### [Problem]
Select every line in the rows below that holds the word "stone", and copy each one out.
[start Records supplied]
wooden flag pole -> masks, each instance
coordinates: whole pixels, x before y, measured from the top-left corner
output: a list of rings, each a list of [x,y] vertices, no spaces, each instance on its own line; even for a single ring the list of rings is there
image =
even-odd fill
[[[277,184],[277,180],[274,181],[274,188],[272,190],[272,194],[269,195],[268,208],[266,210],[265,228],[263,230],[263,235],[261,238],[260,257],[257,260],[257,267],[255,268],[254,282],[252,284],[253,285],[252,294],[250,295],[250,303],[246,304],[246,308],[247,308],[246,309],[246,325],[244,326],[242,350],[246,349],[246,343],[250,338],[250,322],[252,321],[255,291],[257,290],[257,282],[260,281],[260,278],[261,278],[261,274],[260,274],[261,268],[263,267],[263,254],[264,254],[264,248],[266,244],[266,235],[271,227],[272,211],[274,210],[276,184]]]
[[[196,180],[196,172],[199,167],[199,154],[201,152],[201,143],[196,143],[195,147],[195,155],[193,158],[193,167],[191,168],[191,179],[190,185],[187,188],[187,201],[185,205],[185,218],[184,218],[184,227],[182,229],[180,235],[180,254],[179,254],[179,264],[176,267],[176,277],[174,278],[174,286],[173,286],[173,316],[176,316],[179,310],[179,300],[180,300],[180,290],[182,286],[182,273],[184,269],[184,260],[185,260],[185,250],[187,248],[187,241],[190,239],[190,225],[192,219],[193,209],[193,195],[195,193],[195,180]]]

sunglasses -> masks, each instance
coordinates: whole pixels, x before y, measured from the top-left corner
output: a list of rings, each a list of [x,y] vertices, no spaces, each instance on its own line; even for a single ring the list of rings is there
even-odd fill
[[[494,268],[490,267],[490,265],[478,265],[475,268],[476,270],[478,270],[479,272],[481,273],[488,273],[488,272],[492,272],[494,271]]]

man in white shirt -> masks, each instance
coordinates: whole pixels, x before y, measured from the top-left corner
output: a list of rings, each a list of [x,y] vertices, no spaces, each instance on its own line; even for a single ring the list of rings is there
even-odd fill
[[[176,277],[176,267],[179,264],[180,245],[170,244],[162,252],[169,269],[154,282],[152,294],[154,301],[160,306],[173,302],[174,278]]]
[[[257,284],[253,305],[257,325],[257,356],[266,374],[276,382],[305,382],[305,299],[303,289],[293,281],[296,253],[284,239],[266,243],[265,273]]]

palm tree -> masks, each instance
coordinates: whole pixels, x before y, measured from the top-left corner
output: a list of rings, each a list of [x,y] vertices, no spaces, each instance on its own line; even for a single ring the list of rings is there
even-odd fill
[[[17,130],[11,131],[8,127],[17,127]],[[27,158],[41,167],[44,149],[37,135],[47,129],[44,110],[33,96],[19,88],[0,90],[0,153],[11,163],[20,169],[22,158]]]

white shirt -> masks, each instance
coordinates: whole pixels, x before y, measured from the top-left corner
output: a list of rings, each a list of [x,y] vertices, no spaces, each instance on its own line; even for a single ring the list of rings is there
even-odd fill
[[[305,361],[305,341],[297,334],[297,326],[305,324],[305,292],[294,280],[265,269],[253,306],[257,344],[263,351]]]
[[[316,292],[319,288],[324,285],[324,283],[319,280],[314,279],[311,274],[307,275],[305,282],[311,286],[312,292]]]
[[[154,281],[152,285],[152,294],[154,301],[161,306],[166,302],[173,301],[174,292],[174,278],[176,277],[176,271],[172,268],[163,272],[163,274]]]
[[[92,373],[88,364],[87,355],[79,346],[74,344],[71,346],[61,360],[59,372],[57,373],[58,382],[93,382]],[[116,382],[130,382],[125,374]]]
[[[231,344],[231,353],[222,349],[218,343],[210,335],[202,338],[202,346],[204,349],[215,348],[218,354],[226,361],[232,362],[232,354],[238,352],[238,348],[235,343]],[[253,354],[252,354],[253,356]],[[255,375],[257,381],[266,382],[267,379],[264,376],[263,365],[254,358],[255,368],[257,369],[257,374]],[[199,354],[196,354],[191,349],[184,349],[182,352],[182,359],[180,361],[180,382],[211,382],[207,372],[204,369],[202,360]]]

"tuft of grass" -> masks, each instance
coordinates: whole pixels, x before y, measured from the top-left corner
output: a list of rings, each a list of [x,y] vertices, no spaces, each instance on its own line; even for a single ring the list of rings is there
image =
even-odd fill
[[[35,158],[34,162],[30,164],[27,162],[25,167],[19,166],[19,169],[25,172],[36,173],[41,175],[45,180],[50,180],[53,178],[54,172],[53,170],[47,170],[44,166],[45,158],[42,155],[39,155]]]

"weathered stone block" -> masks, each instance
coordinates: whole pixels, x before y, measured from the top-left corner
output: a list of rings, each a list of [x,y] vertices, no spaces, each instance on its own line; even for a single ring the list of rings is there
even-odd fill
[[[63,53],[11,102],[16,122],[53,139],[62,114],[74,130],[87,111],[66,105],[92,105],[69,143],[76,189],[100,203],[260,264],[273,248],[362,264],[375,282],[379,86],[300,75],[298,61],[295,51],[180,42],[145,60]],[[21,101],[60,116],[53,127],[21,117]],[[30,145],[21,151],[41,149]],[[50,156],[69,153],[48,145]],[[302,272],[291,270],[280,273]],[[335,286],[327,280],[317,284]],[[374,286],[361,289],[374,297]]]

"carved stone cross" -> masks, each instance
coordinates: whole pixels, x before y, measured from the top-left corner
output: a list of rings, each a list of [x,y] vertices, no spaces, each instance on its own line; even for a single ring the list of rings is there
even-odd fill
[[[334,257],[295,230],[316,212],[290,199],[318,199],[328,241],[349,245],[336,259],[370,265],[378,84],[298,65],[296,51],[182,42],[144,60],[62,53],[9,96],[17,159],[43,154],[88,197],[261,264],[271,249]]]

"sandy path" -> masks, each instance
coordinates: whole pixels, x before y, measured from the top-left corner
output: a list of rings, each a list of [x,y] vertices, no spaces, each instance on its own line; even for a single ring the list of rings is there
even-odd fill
[end Records supplied]
[start Records supplied]
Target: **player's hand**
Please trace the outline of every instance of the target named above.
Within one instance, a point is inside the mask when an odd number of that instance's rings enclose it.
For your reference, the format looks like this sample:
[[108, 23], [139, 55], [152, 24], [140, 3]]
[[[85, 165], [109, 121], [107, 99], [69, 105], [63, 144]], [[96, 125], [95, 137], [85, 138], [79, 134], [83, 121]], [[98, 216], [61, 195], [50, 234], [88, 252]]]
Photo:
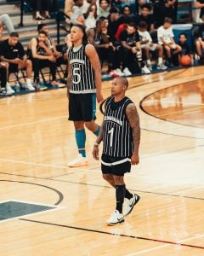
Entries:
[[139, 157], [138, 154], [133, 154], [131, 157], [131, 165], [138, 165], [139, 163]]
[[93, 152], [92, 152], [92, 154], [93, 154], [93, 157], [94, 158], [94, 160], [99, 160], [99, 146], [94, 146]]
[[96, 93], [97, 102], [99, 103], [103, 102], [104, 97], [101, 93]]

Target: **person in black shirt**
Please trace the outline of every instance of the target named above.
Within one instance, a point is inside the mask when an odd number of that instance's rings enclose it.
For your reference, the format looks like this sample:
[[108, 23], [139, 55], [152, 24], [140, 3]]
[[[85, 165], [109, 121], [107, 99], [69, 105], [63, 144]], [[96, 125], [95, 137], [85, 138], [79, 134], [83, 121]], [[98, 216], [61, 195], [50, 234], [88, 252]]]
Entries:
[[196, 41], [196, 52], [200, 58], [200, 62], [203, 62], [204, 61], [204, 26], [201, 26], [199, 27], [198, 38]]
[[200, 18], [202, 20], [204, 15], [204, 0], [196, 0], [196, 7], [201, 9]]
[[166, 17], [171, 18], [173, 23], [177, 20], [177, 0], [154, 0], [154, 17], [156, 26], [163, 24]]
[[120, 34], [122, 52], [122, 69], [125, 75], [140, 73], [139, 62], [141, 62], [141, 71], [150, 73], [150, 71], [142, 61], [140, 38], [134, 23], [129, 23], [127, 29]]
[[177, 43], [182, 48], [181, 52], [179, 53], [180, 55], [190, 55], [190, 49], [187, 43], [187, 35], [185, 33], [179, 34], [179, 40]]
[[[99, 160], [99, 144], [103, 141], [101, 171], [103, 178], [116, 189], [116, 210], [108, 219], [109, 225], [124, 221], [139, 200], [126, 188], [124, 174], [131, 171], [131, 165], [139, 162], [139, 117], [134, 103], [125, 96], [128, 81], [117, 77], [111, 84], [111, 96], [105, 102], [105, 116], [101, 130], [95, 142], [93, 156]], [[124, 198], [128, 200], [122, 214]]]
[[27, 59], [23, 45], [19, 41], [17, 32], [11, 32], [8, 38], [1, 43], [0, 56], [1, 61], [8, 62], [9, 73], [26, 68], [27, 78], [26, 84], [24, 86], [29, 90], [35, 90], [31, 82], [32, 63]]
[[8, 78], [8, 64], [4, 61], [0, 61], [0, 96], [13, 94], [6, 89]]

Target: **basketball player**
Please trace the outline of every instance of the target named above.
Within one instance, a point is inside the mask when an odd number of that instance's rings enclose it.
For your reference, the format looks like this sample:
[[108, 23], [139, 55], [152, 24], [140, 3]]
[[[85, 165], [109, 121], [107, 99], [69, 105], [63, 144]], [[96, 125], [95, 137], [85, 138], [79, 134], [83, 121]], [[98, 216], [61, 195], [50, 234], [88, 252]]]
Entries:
[end Records supplied]
### [Final result]
"weathered stone block" -> masks, each instance
"carved stone cross" -> masks, each instance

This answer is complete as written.